Written instruction 1:
Gather each line in the rows below that contains the word "black", treating uppercase and lowercase as different.

Text provided:
* * * * *

13

I am running into a bizarre problem that I can't explain. I'm hoping someone out there can help please!

I'm running Python 2.7.3 and Scipy v0.14.0 and am trying to implement some very simple multiprocessor algorithms to speeds up my code using the module multiprocessing. I've managed to make a basic example work:

import multiprocessing
import numpy as np
import time
# import scipy.special


def compute_something(t):
    a = 0.
    for i in range(100000):
        a = np.sqrt(t)
    return a

if __name__ == '__main__':

    pool_size = multiprocessing.cpu_count()
    print "Pool size:", pool_size
    pool = multiprocessing.Pool(processes=pool_size)

    inputs = range(10)

    tic = time.time()
    builtin_outputs = map(compute_something, inputs)
    print 'Built-in:', time.time() - tic

    tic = time.time()
    pool_outputs = pool.map(compute_something, inputs)
    print 'Pool    :', time.time() - tic

This runs fine, returning

Pool size: 8
Built-in: 1.56904006004
Pool    : 0.447728157043

But if I uncomment the line import scipy.special, I get:

Pool size: 8
Built-in: 1.58968091011
Pool    : 1.59387993813

and I can see that only one core is doing the work on my system. In fact, importing any module from the scipy package seems to have this effect (I've tried several).

Any ideas? I've never seen a case like this before, where an apparently innocuous import can have such a strange and unexpected effect.

Thanks!

Update (1)

Moving the scipy import line to the function compute_something partially improves the problem:

Pool size: 8
Built-in: 1.66807389259
Pool    : 0.596321105957

Update (2)

* * * * *

An excerpt from a dataset

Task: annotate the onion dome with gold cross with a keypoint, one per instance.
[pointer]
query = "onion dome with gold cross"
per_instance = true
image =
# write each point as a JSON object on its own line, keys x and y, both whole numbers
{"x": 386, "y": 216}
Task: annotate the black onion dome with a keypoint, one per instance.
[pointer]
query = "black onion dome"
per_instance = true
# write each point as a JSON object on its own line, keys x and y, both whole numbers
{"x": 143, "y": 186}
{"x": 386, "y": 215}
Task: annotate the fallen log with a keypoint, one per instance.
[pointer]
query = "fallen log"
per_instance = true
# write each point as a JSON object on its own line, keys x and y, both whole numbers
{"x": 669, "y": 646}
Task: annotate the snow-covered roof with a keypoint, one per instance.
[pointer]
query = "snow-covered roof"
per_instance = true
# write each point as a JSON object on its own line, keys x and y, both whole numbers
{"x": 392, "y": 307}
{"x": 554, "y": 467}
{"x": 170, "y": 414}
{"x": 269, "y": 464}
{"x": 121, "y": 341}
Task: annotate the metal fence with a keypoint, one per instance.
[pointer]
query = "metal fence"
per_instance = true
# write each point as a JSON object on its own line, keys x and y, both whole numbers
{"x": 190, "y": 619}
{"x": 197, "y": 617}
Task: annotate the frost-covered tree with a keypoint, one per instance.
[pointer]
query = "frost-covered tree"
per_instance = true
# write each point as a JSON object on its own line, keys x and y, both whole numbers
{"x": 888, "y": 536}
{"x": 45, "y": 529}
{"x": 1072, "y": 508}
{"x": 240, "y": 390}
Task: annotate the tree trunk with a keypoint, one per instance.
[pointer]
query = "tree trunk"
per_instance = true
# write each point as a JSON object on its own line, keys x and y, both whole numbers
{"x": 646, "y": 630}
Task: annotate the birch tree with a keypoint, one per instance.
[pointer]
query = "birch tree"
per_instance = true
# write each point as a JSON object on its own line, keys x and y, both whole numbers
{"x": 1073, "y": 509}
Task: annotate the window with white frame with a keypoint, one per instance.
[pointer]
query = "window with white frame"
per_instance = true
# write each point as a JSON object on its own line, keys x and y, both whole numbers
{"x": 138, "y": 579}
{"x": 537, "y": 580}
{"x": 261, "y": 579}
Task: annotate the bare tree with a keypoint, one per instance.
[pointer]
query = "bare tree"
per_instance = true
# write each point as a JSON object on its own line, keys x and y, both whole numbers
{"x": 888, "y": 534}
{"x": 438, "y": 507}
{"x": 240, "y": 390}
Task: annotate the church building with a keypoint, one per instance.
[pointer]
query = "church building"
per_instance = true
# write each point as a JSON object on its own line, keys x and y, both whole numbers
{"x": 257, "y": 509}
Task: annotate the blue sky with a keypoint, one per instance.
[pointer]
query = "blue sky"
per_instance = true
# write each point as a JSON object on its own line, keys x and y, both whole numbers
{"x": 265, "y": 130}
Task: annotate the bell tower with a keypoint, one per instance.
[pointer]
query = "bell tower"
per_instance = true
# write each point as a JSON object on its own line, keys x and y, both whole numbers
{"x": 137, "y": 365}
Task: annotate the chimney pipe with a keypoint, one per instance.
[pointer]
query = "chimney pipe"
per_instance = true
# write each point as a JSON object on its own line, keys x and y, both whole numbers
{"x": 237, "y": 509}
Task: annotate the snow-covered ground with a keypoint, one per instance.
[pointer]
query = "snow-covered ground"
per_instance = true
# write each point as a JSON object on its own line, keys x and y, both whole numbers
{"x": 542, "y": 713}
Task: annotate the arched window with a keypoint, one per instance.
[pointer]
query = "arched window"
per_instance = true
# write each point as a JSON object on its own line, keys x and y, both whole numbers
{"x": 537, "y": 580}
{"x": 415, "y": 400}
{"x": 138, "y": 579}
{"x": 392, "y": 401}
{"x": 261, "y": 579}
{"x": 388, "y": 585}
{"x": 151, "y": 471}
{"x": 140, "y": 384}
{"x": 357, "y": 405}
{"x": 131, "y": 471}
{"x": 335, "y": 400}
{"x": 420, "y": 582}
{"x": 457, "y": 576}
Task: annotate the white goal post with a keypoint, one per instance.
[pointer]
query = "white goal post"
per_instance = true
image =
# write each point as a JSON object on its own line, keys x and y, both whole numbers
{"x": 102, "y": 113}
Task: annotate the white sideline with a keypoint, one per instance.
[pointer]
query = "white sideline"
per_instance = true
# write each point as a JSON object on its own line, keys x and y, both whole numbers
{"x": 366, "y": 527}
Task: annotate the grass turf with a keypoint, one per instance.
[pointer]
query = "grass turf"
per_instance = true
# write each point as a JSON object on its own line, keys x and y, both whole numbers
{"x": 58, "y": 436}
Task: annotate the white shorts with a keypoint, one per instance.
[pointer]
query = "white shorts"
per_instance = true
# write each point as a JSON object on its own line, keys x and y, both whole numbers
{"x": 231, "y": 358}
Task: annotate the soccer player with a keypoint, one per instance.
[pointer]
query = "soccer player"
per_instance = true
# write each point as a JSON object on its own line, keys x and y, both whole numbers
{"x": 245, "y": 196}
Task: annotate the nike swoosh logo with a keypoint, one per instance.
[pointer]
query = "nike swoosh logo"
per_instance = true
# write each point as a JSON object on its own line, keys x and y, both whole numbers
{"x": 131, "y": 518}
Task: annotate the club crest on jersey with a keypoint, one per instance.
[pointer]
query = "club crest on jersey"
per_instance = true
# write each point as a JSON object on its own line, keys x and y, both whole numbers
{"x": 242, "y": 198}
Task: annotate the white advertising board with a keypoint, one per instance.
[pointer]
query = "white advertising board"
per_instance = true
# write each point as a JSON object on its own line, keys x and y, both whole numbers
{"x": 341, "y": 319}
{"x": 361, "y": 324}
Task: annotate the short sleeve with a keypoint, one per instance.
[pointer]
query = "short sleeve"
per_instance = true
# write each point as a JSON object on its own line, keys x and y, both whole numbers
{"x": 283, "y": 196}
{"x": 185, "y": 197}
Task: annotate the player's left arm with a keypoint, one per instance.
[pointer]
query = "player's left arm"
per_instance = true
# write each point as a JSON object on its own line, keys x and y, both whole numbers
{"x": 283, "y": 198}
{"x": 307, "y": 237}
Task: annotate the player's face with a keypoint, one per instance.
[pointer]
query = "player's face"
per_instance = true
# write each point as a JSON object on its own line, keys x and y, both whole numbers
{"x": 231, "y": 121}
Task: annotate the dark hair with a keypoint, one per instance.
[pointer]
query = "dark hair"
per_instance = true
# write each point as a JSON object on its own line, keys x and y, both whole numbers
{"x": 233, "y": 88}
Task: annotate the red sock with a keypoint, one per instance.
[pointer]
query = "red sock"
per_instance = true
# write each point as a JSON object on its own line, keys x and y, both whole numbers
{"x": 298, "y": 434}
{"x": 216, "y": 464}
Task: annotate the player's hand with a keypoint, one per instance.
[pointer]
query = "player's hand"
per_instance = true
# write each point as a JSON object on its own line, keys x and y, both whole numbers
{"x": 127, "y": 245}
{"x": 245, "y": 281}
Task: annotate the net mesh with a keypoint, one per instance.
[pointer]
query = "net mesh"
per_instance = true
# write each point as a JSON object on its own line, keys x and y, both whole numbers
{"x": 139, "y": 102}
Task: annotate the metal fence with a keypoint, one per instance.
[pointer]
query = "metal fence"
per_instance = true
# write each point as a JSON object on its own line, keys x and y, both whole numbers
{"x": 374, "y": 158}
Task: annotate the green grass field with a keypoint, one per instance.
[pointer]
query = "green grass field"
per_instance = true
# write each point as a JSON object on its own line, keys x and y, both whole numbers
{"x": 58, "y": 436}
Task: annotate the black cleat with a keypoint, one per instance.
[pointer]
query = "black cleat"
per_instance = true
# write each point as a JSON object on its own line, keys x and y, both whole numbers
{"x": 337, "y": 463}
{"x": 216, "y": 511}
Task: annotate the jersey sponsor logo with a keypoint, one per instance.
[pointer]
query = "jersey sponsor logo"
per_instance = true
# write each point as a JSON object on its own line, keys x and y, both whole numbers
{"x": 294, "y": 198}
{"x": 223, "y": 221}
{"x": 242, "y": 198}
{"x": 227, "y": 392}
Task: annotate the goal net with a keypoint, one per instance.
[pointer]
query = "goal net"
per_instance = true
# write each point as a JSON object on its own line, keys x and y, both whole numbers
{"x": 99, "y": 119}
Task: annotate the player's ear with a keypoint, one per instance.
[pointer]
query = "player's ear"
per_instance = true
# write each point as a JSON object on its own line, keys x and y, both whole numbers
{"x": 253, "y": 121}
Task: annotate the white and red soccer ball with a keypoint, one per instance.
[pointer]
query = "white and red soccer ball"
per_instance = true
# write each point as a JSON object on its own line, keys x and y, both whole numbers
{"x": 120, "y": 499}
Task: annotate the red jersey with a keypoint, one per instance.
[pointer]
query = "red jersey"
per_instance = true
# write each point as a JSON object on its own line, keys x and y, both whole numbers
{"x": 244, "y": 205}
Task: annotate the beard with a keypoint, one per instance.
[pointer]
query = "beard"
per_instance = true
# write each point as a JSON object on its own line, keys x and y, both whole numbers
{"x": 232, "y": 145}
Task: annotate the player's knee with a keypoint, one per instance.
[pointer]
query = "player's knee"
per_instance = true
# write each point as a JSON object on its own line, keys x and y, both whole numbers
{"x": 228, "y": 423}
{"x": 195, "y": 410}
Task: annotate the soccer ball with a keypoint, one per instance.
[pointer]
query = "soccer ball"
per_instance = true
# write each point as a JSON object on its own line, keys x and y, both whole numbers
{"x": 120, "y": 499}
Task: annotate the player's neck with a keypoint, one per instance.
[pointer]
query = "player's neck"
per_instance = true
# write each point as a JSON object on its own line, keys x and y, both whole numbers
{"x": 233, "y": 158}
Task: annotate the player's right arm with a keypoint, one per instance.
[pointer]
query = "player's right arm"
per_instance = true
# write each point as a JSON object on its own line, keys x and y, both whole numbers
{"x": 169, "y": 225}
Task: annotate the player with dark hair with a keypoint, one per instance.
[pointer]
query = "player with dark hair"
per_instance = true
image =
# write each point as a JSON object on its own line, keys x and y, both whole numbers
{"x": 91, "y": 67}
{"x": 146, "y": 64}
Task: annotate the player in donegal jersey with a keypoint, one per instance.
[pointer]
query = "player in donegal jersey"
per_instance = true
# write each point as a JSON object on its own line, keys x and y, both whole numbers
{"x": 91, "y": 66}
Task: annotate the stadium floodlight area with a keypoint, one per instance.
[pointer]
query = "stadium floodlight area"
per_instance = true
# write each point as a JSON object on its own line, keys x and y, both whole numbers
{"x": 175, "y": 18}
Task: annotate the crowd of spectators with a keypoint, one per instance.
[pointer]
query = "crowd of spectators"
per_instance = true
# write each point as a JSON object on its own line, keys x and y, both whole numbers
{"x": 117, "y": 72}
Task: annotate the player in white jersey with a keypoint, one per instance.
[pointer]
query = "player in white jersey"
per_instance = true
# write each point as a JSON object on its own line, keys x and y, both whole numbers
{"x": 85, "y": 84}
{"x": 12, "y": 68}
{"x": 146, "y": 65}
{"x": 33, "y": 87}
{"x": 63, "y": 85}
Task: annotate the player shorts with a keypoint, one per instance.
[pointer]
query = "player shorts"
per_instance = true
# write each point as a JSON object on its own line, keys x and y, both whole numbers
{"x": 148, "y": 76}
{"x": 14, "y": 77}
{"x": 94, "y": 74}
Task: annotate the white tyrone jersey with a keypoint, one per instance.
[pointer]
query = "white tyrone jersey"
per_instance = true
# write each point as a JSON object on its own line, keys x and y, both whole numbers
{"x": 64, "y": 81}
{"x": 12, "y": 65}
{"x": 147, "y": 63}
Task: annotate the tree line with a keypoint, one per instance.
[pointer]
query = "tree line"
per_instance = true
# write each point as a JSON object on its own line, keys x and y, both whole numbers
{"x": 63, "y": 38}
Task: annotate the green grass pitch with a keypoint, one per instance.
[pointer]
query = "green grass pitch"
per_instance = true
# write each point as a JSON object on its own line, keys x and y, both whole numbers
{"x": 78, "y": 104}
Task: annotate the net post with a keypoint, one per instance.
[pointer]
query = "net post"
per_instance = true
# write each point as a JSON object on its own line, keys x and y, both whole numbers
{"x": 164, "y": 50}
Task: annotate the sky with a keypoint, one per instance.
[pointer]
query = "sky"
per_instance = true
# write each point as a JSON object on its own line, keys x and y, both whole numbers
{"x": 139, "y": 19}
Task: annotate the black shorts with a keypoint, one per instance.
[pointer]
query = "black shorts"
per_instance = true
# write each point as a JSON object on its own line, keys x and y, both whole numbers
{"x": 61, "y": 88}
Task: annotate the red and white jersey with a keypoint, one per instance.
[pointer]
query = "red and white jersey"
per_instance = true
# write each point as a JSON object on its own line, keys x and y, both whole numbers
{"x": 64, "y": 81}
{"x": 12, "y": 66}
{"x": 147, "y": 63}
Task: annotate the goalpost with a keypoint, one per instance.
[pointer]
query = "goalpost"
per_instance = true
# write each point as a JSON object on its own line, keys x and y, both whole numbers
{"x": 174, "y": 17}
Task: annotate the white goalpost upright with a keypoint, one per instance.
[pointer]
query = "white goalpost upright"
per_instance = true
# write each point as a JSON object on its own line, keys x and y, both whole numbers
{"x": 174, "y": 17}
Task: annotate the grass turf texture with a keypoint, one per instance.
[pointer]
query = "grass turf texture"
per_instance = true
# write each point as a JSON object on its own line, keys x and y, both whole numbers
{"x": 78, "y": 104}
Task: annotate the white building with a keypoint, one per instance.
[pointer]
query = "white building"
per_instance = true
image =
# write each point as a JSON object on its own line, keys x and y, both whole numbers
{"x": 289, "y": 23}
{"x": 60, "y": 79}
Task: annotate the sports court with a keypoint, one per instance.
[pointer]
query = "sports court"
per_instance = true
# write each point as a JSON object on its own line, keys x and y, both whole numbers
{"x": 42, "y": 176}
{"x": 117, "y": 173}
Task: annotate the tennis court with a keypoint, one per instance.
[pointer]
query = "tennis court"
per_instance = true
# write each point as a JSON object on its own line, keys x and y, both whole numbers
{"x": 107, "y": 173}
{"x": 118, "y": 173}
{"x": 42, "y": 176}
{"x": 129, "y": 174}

* * * * *

Written instruction 2:
Reproduce verbatim the part of the multiprocessing thread above, starting at "But if I uncomment" and ending at "(I've tried several).".

Worked solution 1:
Task: annotate the black onion dome with a keypoint, one per instance.
query = "black onion dome"
Task: annotate the black cleat with a keypoint, one per instance.
query = "black cleat"
Task: annotate the black shorts with a keypoint, one per instance.
query = "black shorts"

Worked solution 2:
But if I uncomment the line import scipy.special, I get:

Pool size: 8
Built-in: 1.58968091011
Pool    : 1.59387993813

and I can see that only one core is doing the work on my system. In fact, importing any module from the scipy package seems to have this effect (I've tried several).